- [Activity]: Restate word for word all of the lines below, with each image left out.

(Region pointing data)
:::::

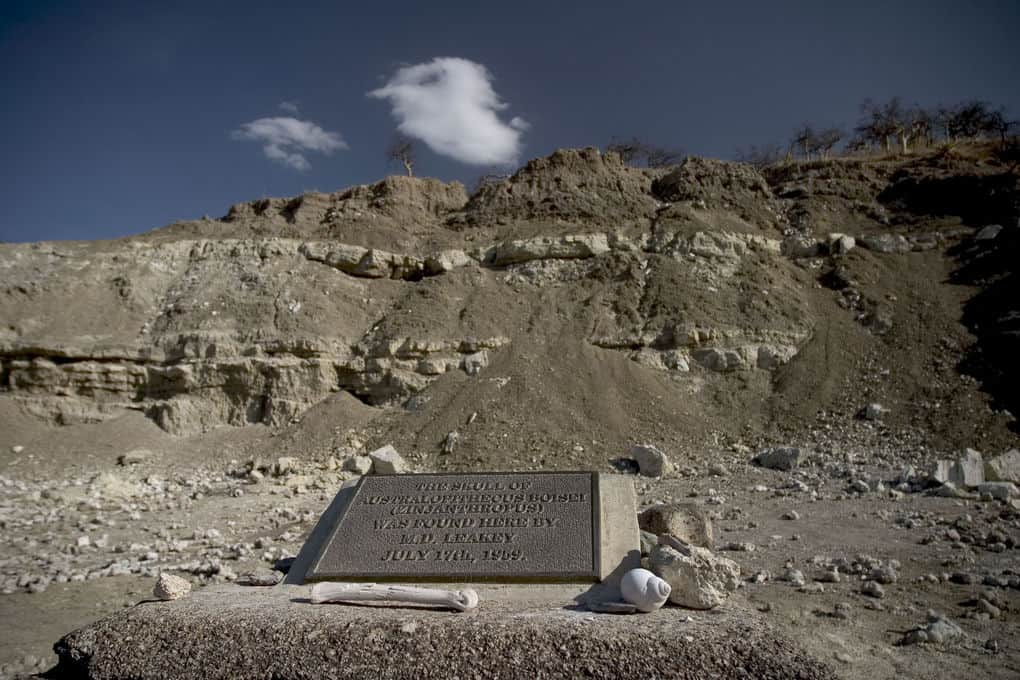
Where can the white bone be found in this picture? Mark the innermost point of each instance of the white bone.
(644, 589)
(460, 600)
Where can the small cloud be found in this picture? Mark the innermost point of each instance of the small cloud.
(285, 139)
(449, 103)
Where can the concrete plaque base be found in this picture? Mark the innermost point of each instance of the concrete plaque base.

:::::

- [Task answer]:
Where can the white bone be found in this picture? Mark the innermost point of each instance of the white bone.
(644, 589)
(460, 600)
Where can the small cloud be found in this picture? Mark the innermost point of each instance of the small cloud.
(285, 139)
(449, 103)
Where can the concrete plaque base be found in this picture? Mark the innermost point of each instance of the concrete plaque base.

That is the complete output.